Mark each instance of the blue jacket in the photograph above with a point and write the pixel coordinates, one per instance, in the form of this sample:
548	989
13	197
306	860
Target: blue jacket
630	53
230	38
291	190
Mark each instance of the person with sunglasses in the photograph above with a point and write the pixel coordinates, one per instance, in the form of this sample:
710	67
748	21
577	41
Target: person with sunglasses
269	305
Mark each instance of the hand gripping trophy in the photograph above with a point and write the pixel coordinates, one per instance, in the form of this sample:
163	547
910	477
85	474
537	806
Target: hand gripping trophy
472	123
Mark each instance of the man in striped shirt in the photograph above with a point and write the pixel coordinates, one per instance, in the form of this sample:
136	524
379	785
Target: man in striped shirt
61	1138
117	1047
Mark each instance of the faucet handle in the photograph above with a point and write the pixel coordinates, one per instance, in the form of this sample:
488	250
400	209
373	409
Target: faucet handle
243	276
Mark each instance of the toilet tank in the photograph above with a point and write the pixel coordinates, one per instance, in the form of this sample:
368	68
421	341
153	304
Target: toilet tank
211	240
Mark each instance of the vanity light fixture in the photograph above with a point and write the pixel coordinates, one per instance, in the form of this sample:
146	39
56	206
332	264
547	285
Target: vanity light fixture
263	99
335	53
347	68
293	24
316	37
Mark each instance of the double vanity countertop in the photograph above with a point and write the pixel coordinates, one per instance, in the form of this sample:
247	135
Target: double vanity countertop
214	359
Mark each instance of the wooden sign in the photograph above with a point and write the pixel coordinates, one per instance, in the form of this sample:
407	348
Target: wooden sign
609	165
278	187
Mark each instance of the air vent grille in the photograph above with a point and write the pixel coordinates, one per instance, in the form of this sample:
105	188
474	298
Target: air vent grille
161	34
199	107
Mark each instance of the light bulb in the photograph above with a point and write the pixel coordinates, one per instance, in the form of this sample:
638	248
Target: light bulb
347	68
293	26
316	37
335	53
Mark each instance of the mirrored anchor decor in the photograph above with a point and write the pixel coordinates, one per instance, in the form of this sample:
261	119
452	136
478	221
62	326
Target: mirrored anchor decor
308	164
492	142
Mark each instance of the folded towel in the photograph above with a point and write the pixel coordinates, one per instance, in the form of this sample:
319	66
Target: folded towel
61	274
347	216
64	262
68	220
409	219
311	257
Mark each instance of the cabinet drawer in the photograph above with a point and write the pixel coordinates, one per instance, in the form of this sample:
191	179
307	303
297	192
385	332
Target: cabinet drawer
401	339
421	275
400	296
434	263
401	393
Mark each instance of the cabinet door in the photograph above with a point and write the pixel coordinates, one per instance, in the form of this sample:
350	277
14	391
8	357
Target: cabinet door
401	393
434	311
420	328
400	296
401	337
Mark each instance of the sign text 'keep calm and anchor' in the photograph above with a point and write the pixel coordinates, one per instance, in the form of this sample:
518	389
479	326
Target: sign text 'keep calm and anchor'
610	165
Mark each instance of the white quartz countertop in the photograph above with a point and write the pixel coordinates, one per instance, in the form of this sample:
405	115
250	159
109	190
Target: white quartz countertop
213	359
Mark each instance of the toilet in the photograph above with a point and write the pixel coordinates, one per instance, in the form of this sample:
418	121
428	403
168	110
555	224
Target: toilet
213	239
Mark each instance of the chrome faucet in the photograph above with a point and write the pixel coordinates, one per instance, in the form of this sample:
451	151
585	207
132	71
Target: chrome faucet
- - - - - - -
What lines in the entries contain "chrome"? Report each one by copying it.

Mark each instance of the chrome faucet in the photograph above with a point and write the pixel coordinates, one per instance, in the form of this sample:
Target: chrome faucet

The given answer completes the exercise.